The request »
Could you render the records as a two-column CSV with the columns text and answer, starting at the line containing "foam. Write the coordinates, one line per instance." and ending at the last of the records? Give one row per record, put each value in a single quoted field, and replace every line break with a space.

** Start Supplied data **

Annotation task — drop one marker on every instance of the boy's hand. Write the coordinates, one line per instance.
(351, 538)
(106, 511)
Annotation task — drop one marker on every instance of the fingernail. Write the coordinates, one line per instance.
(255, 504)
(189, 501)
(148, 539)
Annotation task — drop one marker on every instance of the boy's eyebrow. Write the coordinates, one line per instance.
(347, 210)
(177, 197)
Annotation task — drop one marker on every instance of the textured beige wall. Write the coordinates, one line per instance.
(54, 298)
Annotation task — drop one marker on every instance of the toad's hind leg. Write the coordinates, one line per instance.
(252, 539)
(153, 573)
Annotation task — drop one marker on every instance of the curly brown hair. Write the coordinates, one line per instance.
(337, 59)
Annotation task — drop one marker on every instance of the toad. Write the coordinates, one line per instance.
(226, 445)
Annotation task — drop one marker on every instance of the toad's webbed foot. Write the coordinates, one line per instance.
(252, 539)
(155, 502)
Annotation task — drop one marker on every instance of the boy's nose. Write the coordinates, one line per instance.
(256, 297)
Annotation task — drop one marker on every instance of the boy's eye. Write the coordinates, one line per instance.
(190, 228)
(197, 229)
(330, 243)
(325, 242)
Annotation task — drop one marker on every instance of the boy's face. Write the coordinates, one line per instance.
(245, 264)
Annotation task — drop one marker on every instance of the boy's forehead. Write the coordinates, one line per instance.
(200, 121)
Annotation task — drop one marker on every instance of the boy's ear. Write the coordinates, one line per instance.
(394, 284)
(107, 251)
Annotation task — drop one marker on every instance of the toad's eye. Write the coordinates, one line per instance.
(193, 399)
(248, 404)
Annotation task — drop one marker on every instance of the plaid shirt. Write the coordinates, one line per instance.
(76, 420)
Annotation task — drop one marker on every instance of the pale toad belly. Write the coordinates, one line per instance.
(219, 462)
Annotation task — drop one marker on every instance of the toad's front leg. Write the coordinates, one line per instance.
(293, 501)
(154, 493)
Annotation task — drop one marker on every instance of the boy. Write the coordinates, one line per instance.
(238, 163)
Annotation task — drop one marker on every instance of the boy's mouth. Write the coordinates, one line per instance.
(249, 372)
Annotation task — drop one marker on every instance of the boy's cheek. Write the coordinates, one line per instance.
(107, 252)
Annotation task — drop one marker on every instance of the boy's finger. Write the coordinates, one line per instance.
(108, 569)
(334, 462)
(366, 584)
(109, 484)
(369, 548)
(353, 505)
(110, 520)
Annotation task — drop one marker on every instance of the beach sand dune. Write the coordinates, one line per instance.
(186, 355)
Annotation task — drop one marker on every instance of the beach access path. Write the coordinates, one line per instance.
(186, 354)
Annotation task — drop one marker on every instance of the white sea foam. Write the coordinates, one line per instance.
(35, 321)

** End Supplied data **

Answer to this exercise »
text,answer
"Annotation task — drop one marker on every instance of the white sea foam. Write the coordinates, one line per instance.","(35, 321)"